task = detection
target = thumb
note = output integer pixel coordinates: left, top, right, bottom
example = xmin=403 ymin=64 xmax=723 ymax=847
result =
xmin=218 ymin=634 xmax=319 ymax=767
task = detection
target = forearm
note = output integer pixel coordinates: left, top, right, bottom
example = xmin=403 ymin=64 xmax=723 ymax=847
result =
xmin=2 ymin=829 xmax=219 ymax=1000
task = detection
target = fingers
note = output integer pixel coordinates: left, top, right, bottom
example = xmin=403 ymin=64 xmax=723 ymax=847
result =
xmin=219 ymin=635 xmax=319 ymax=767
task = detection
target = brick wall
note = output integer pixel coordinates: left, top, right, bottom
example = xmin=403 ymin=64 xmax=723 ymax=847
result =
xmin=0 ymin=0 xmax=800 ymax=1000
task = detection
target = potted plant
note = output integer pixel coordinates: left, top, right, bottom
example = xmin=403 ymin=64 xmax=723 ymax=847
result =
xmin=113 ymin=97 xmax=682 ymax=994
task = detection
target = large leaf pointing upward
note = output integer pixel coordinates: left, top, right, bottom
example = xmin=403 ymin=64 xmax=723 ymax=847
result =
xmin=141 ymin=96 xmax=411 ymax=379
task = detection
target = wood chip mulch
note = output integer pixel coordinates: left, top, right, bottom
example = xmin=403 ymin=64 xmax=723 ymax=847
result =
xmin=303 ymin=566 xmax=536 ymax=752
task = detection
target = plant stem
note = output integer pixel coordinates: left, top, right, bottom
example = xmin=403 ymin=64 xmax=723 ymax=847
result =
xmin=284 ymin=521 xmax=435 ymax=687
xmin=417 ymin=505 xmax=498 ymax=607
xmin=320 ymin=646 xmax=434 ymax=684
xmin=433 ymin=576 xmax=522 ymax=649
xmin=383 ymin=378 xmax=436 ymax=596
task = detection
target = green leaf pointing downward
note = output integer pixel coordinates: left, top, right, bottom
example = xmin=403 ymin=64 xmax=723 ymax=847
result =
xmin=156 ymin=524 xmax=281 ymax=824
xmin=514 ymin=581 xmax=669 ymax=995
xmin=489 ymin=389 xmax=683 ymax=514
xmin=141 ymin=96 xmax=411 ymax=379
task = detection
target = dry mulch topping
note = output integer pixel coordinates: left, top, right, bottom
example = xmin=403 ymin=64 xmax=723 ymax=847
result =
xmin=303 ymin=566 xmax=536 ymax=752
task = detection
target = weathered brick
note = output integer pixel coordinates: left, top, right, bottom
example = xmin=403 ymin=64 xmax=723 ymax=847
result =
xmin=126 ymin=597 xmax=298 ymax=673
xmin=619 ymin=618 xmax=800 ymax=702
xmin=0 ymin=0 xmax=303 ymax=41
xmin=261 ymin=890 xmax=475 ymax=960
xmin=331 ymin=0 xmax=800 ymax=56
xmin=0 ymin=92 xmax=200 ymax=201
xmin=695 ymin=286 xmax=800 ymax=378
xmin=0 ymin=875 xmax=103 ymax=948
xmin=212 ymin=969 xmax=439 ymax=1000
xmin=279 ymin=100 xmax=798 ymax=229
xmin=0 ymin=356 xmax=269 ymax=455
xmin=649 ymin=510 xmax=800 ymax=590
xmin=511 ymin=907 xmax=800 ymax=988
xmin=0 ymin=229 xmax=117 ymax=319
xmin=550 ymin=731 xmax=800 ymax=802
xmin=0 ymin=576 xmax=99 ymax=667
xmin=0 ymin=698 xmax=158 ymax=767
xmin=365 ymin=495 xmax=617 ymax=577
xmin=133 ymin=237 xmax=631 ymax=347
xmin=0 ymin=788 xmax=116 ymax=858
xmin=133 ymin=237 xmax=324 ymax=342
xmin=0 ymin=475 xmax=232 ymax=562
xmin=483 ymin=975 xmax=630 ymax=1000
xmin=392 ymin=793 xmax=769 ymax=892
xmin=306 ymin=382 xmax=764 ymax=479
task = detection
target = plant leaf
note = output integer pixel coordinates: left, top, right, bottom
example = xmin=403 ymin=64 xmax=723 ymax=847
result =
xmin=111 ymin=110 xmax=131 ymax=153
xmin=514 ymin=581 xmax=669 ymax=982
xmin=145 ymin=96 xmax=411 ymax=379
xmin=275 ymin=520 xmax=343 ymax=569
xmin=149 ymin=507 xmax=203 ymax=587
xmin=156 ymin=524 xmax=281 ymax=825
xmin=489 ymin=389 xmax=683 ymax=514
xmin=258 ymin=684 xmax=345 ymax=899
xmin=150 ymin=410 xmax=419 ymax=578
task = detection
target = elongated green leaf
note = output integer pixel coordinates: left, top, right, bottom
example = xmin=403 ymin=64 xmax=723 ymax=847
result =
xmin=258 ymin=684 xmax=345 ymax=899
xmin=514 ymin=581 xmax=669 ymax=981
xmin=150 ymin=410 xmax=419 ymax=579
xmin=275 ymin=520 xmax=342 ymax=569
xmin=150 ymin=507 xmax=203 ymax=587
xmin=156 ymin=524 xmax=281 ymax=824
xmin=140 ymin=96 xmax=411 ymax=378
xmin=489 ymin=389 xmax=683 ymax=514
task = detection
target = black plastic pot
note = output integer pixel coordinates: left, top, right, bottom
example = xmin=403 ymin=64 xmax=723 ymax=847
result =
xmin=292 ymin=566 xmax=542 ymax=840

=======

_Exercise aim_: Pull out every line of the items above that contains the word "green". Case counts.

_The result_:
target = green leaf pointing downward
target = elongated green leaf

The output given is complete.